| Work order |
The expected output is the full data, repeated exactly, without pictures.
# # # #
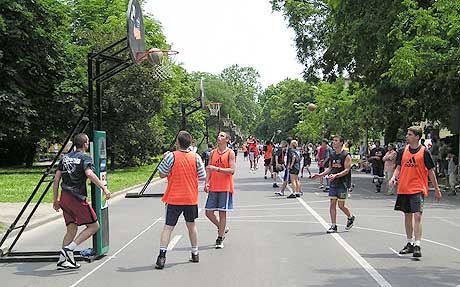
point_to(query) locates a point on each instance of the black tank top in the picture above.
(338, 165)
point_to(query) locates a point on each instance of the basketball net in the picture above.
(214, 108)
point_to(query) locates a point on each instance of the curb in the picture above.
(57, 216)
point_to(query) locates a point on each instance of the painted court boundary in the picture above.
(358, 258)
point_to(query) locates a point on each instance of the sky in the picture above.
(211, 35)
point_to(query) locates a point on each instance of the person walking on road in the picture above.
(413, 167)
(376, 157)
(268, 150)
(74, 168)
(338, 173)
(390, 165)
(219, 186)
(183, 168)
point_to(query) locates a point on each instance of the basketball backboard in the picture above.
(136, 33)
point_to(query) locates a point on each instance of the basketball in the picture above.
(311, 107)
(155, 56)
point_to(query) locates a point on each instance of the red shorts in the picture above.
(76, 210)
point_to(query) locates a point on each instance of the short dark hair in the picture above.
(184, 139)
(416, 130)
(79, 140)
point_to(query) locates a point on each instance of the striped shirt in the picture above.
(166, 165)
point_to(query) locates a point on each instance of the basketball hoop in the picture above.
(214, 108)
(162, 62)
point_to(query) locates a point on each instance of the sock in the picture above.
(194, 250)
(72, 245)
(163, 251)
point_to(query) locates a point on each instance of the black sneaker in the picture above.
(161, 260)
(409, 248)
(195, 258)
(332, 229)
(350, 222)
(417, 252)
(219, 243)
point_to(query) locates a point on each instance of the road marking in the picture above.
(266, 216)
(257, 209)
(116, 253)
(448, 221)
(400, 234)
(173, 242)
(369, 269)
(272, 221)
(395, 252)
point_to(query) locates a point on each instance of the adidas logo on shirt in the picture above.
(411, 162)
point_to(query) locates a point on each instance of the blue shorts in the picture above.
(339, 193)
(221, 201)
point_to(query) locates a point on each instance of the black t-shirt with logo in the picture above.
(73, 166)
(428, 160)
(337, 164)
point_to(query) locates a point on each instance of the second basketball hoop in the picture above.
(162, 62)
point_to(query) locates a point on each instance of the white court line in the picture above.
(173, 242)
(272, 208)
(400, 234)
(395, 252)
(272, 221)
(116, 253)
(448, 221)
(267, 216)
(262, 205)
(369, 269)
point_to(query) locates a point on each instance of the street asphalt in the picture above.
(273, 241)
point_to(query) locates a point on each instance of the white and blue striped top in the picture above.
(166, 165)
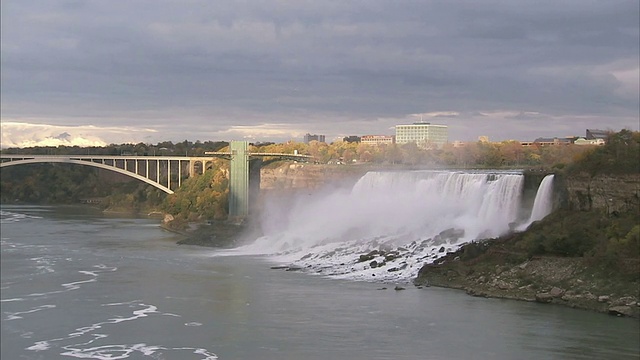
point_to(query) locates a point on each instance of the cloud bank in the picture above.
(274, 70)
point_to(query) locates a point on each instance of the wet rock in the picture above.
(556, 292)
(621, 311)
(544, 297)
(624, 301)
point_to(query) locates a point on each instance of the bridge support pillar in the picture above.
(239, 181)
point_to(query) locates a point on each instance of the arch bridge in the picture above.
(159, 171)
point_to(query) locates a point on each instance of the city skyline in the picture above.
(93, 73)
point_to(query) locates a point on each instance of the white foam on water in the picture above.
(10, 216)
(89, 349)
(17, 315)
(398, 220)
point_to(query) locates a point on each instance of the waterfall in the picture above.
(543, 203)
(389, 223)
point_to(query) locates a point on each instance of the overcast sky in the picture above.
(97, 72)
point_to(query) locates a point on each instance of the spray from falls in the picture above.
(543, 203)
(389, 223)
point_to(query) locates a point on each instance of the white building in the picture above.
(425, 135)
(376, 139)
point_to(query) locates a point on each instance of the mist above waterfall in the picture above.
(389, 224)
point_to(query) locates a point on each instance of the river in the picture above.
(81, 284)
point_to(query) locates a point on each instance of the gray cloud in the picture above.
(190, 69)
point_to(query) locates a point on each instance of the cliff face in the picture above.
(613, 194)
(309, 176)
(599, 280)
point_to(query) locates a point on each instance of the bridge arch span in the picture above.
(88, 163)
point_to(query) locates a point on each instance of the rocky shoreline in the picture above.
(571, 282)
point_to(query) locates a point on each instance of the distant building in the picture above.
(583, 141)
(553, 141)
(308, 138)
(351, 138)
(425, 135)
(593, 134)
(377, 139)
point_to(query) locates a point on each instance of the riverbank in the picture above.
(587, 283)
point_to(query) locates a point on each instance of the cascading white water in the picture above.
(400, 219)
(543, 203)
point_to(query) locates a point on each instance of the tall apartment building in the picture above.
(425, 135)
(308, 138)
(376, 139)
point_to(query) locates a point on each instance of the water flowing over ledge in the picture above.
(391, 223)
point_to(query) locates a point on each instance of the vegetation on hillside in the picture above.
(608, 237)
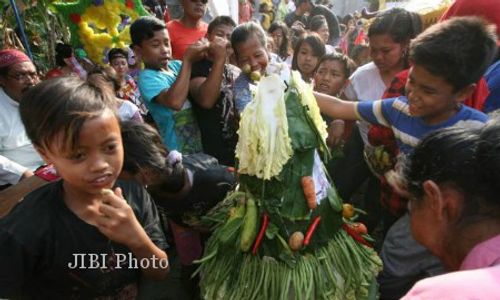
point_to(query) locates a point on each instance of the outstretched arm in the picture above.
(336, 108)
(176, 95)
(206, 90)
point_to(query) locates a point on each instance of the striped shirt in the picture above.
(409, 130)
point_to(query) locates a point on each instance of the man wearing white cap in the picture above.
(18, 158)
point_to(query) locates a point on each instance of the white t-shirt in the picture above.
(365, 84)
(17, 154)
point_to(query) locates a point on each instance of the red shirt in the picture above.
(488, 9)
(181, 37)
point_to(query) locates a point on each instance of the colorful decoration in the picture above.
(98, 25)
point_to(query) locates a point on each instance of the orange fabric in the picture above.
(181, 37)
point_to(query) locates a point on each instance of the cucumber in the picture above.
(249, 229)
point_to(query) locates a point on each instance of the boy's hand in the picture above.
(335, 132)
(196, 51)
(118, 221)
(218, 49)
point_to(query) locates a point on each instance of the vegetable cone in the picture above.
(324, 259)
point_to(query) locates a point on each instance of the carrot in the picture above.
(260, 236)
(309, 192)
(296, 241)
(311, 230)
(356, 236)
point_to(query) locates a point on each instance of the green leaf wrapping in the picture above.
(264, 145)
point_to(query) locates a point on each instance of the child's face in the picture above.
(253, 53)
(120, 65)
(277, 36)
(97, 160)
(385, 53)
(324, 33)
(330, 78)
(431, 97)
(156, 51)
(306, 60)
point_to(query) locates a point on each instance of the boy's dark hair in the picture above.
(331, 20)
(144, 151)
(400, 24)
(62, 105)
(218, 21)
(358, 49)
(348, 65)
(459, 50)
(107, 74)
(316, 43)
(465, 159)
(245, 31)
(144, 28)
(117, 53)
(143, 148)
(284, 48)
(317, 22)
(299, 2)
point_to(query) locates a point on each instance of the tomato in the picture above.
(347, 211)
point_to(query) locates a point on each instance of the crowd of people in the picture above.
(125, 158)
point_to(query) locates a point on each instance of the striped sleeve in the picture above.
(375, 112)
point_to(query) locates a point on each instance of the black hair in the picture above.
(117, 53)
(107, 74)
(331, 20)
(459, 50)
(299, 2)
(62, 105)
(144, 28)
(347, 18)
(357, 50)
(348, 65)
(400, 24)
(245, 31)
(144, 151)
(284, 48)
(316, 43)
(220, 20)
(317, 22)
(63, 51)
(143, 148)
(465, 159)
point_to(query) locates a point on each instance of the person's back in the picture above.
(440, 79)
(211, 89)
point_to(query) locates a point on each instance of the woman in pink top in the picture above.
(188, 29)
(453, 179)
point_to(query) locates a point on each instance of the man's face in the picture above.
(194, 9)
(19, 78)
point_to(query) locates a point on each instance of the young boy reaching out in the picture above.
# # # #
| Response area |
point_to(query) locates a point on each instance of the black tank top in the picture above.
(338, 165)
point_to(query) locates a point on each instance of the basketball net in the picture above.
(214, 108)
point_to(query) locates a point on each instance of the curb in the picture above.
(57, 216)
point_to(query) locates a point on each instance of the painted court boundary in the picture above.
(358, 258)
point_to(query) locates a point on each instance of the sky in the picture above.
(211, 35)
point_to(query) locates a point on each instance of the person walking on road in the picture above.
(413, 167)
(376, 157)
(268, 150)
(74, 168)
(338, 173)
(390, 165)
(219, 186)
(183, 168)
point_to(query) locates a point on each instance of the basketball backboard in the picture above.
(136, 33)
point_to(query) locates a point on each instance of the basketball in the picture above.
(311, 107)
(155, 56)
point_to(query) locates a point on each instance of the red shorts in the picture above.
(76, 210)
point_to(query) locates a point on each instance of the short dark hair in the picture above.
(184, 139)
(416, 130)
(79, 140)
point_to(query) locates a point on each instance of the striped shirt in the picture above.
(166, 165)
point_to(query) locates a point on each instance of the basketball hoop in the picture above.
(214, 108)
(162, 62)
point_to(query) locates a point on each instance of the sock in the picture above.
(194, 250)
(72, 245)
(163, 251)
point_to(query) locates a point on each instance of the black sneaker in the picture above.
(161, 260)
(409, 248)
(195, 258)
(332, 229)
(350, 222)
(417, 252)
(219, 243)
point_to(query) locates a point on each instance of the road marking in the picture above.
(266, 216)
(257, 209)
(116, 253)
(448, 221)
(400, 234)
(173, 242)
(369, 269)
(272, 221)
(395, 252)
point_to(query) locates a point on each instance of the adidas logo on shirt in the picture above.
(411, 162)
point_to(query) locates a point on each instance of the blue shorts in the picture above.
(339, 193)
(221, 201)
point_to(query) locates a point on each instance of the black t-shirt with logo in the picture above.
(73, 166)
(428, 160)
(337, 164)
point_to(query) locates a point on each instance of the second basketball hoop in the picture above.
(162, 62)
point_to(query) locates a point on each instance of the white court line in the picture above.
(173, 242)
(272, 208)
(400, 234)
(395, 252)
(272, 221)
(116, 253)
(448, 221)
(267, 216)
(262, 205)
(369, 269)
point_to(query) locates a point on each instance of the street asphalt in the picture above.
(273, 241)
point_to(query) locates a point on each instance of the white and blue striped top in the picture above.
(166, 165)
point_to(query) locates a point on each instance of the cloud bank in the picture above.
(274, 70)
point_to(query) locates a point on each instance of the wet rock in the picture above.
(556, 292)
(621, 311)
(544, 297)
(624, 301)
point_to(query) locates a point on each instance of the bridge support pillar in the picture above.
(239, 181)
point_to(query) locates a point on each instance of the arch bridge in the picture above.
(159, 171)
point_to(query) locates a point on each instance of the city skyline in the picture above.
(93, 73)
point_to(query) locates a point on each instance of the white foam on water in the picture above.
(10, 216)
(89, 349)
(17, 315)
(398, 220)
point_to(query) locates a point on each instance of the waterfall in the picture above.
(543, 203)
(389, 223)
point_to(query) locates a point on each instance of the overcast sky in the picture above.
(97, 72)
point_to(query) locates a point on each instance of the spray from falls in the picture above.
(543, 203)
(389, 223)
point_to(query) locates a point on each instance of the white building in the picture above.
(425, 135)
(376, 139)
point_to(query) locates a point on each instance of the mist above waterfall in the picture above.
(389, 224)
point_to(query) locates a point on each instance of the river in the picture above.
(81, 284)
point_to(query) locates a point on each instance of the gray cloud in the picture above.
(190, 69)
point_to(query) locates a point on each instance of the cliff face in the picture above.
(613, 194)
(309, 176)
(599, 280)
point_to(query) locates a point on each instance of the bridge arch span in the picture above.
(88, 163)
point_to(query) locates a point on each instance of the rocky shoreline in the picture above.
(571, 282)
point_to(query) locates a point on each instance of the distant building in the picture above.
(583, 141)
(553, 141)
(308, 138)
(351, 138)
(425, 135)
(593, 134)
(377, 139)
point_to(query) locates a point on each instance of the riverbank in the picture above.
(587, 283)
point_to(query) locates a point on each instance of the cascading white water in the picture above.
(400, 219)
(543, 203)
point_to(query) locates a point on each instance of the tall apartment building in the picture above.
(425, 135)
(308, 138)
(376, 139)
point_to(query) locates a point on each instance of the water flowing over ledge in the picture above.
(391, 223)
point_to(query) locates a point on each instance of the vegetation on hillside in the picture above.
(608, 237)
point_to(query) locates a point on each instance of the outstretched arm in the picture above.
(336, 108)
(176, 95)
(206, 90)
point_to(query) locates a point on each instance of the striped shirt in the picture above.
(409, 130)
point_to(query) locates a point on each instance of the man wearing white cap in the picture above.
(18, 158)
point_to(query) locates a point on each instance of the white t-shirt in the picture above.
(365, 84)
(17, 154)
point_to(query) locates a point on each instance of the red shirt in the picture above.
(488, 9)
(181, 37)
point_to(query) locates a point on each instance of the colorful decoration in the picture above.
(98, 25)
point_to(query) locates a point on each instance of the orange fabric in the picture above.
(181, 37)
point_to(query) locates a point on each instance of the cucumber in the picture above.
(249, 229)
point_to(query) locates a point on each instance of the boy's hand in the picture above.
(335, 132)
(196, 51)
(118, 221)
(218, 49)
point_to(query) locates a point on each instance of the vegetable cone in the picture above.
(324, 259)
point_to(query) locates a point on each instance of the carrot in the picture above.
(260, 236)
(309, 192)
(296, 241)
(311, 230)
(356, 236)
point_to(query) locates a point on each instance of the green leaf wrapping in the picture above.
(264, 145)
point_to(query) locates a point on each instance of the child's face in the picture above.
(253, 53)
(120, 65)
(277, 36)
(97, 160)
(385, 53)
(324, 33)
(330, 78)
(431, 97)
(156, 51)
(306, 60)
point_to(query) locates a point on each instance of the boy's dark hair in the picture above.
(331, 20)
(144, 151)
(400, 24)
(62, 105)
(218, 21)
(358, 49)
(348, 65)
(459, 50)
(107, 74)
(316, 43)
(465, 159)
(245, 31)
(144, 28)
(117, 53)
(143, 148)
(284, 48)
(317, 22)
(299, 2)
point_to(query) locates a point on each instance of the tomato in the picture above.
(347, 211)
point_to(query) locates a point on each instance of the crowd of people in the picture above.
(125, 158)
point_to(query) locates a point on each instance of the striped sleeve in the picture above.
(375, 112)
point_to(query) locates a point on each instance of the black hair in the picture above.
(117, 53)
(107, 74)
(331, 20)
(459, 50)
(299, 2)
(62, 105)
(144, 28)
(347, 18)
(357, 50)
(348, 65)
(400, 24)
(245, 31)
(144, 151)
(284, 48)
(316, 43)
(220, 20)
(317, 22)
(63, 51)
(143, 148)
(465, 159)
point_to(query) locates a point on each instance of the person's back in the picture above.
(440, 79)
(211, 89)
point_to(query) locates a point on each instance of the woman in pink top in the picture above.
(188, 29)
(453, 179)
point_to(query) locates a point on each instance of the man's face in the picture above.
(194, 9)
(19, 78)
point_to(query) locates a point on each instance of the young boy reaching out in the picture above.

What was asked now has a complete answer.